→ AUFGABENSTELLUNG
Ersetze im Text zum Jugendheim Staffelberg „LWV“ durch „Landeswohlfahrtsverband“ und gib den Abschnitt wieder, beginnend mit „Bestandsgeschichte: Die Abgabe“ und weiter bis einschließlich „einfließen zu lassen.“.

→ AUSGEWÄHLTER TEXT
Bestand
Jugendheim Staffelberg: Personalakten (unverzeichnet) (Bestand)
Bestandsgeschichte: Die Abgabe
der Unterlagen erfolgte in den Jahren 1993 sowie 2008.
Geschichte des Bestandsbildners:
Das Jugendheim Staffelberg bei Biedenkopf wurde als kompletter Neubau
für ältere, männliche Jugendliche durch den Landeswohlfahrtsverband
Hessen (LWV) errichtet und am 25. September 1962 eröffnet. Konkrete
Planungen für den Heimneubau begannen 1957 und waren durch die
Überfüllung des Heilerziehungsheims Kalmenhof, wo seit 1952
schulentlassene männliche Jugendliche in öffentlicher
Erziehungsfürsorge untergebracht waren, angestoßen worden. Der LWV
verfolgte das Ziel, in die architektonische Anlage und in die
Erziehungsarbeit des neu gegründeten Heims die neuesten
erziehungswissenschaftlichen Erkenntnisse einfließen zu lassen.

Auszüge aus Segmentierungsdatensätzen
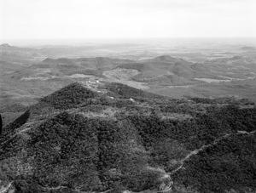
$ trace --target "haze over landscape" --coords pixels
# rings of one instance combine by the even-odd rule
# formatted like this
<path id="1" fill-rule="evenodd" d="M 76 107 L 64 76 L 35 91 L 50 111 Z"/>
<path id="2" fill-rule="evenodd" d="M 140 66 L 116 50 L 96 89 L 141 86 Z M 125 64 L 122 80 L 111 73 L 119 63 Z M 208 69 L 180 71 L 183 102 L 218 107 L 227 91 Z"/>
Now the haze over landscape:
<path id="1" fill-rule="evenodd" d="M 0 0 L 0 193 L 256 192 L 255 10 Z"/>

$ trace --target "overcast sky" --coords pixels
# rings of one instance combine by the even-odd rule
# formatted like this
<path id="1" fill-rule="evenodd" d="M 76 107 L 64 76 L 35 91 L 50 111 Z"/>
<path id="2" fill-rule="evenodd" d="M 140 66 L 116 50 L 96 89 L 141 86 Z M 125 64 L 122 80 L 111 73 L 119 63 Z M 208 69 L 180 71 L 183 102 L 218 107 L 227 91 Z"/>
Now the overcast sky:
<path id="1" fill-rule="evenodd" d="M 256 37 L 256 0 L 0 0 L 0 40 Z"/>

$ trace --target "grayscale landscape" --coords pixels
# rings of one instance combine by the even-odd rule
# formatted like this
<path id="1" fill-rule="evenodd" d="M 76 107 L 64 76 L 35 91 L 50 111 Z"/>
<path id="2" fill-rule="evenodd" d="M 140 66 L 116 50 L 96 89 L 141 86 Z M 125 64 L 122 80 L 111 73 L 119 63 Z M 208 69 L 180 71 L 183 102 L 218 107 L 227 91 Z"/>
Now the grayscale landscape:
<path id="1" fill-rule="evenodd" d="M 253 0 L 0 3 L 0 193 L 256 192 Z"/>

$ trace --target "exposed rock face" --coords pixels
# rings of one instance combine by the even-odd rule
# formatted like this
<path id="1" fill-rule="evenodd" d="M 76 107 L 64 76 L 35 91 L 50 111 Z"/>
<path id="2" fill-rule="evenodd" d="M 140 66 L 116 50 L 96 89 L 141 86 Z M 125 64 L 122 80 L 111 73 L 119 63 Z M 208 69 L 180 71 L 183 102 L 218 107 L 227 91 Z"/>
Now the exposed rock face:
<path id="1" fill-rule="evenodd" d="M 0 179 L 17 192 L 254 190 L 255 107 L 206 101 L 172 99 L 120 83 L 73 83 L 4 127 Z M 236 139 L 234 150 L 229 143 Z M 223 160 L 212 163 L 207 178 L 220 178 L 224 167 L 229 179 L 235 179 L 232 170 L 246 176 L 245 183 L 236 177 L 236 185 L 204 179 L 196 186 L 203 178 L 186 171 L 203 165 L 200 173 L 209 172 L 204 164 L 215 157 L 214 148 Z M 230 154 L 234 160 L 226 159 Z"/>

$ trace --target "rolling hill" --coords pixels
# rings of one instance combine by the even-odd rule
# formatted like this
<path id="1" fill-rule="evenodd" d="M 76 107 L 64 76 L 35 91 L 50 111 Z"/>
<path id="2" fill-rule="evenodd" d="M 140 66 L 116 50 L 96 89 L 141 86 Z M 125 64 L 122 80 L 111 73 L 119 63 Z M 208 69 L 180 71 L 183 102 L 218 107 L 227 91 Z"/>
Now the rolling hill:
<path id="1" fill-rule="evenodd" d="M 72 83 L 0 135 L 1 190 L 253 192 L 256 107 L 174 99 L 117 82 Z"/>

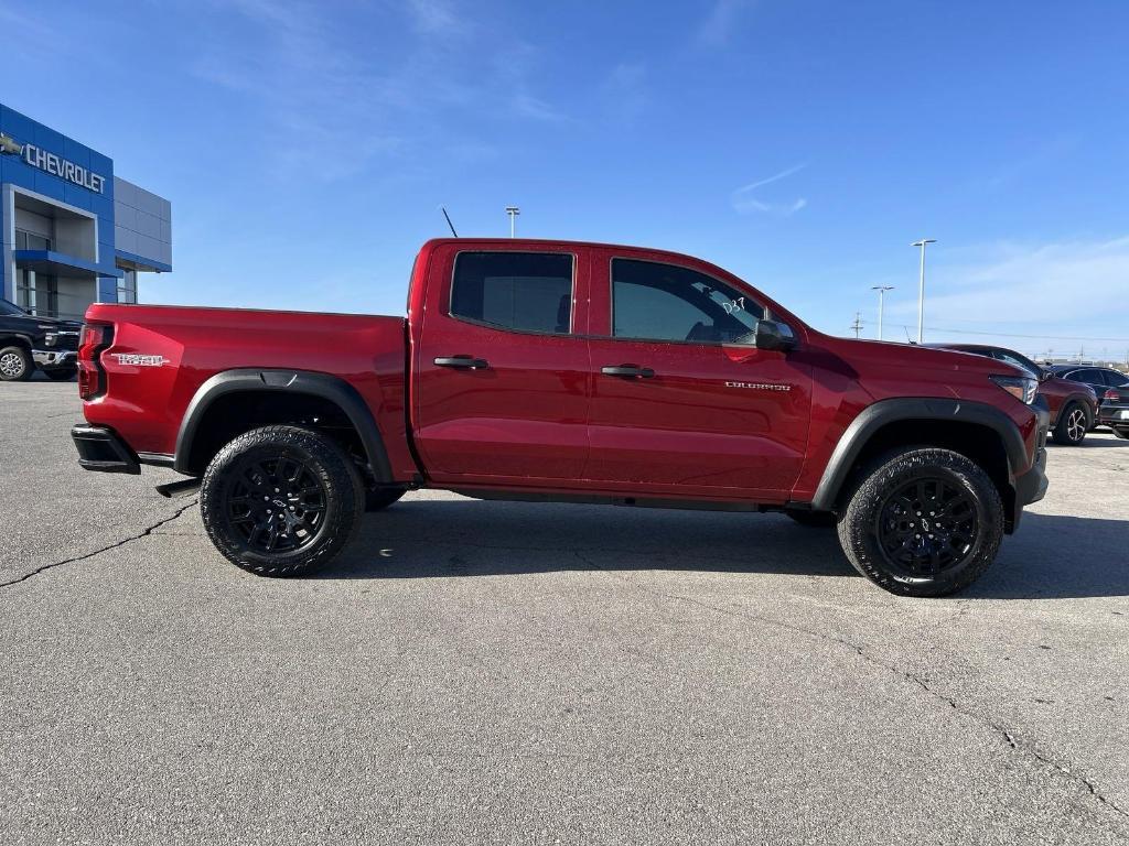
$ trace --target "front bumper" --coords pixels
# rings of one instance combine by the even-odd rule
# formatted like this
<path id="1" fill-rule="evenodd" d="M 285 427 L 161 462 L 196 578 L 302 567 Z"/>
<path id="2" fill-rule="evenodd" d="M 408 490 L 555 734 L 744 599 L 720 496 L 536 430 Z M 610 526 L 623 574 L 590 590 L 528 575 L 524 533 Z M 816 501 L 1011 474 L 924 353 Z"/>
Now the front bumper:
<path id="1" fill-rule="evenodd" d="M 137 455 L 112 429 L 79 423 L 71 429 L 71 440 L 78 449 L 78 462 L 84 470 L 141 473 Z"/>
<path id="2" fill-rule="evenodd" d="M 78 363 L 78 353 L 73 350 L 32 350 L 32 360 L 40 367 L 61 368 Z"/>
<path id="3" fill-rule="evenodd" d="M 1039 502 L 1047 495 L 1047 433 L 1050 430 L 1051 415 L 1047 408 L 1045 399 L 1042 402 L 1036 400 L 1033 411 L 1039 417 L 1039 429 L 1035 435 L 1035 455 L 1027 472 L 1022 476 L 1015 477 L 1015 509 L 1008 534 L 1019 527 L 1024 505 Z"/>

→ LÖSUNG
Bestandsgeschichte: Die Abgabe
der Unterlagen erfolgte in den Jahren 1993 sowie 2008.
Geschichte des Bestandsbildners:
Das Jugendheim Staffelberg bei Biedenkopf wurde als kompletter Neubau
für ältere, männliche Jugendliche durch den Landeswohlfahrtsverband
Hessen (Landeswohlfahrtsverband) errichtet und am 25. September 1962 eröffnet. Konkrete
Planungen für den Heimneubau begannen 1957 und waren durch die
Überfüllung des Heilerziehungsheims Kalmenhof, wo seit 1952
schulentlassene männliche Jugendliche in öffentlicher
Erziehungsfürsorge untergebracht waren, angestoßen worden. Der Landeswohlfahrtsverband
verfolgte das Ziel, in die architektonische Anlage und in die
Erziehungsarbeit des neu gegründeten Heims die neuesten
erziehungswissenschaftlichen Erkenntnisse einfließen zu lassen.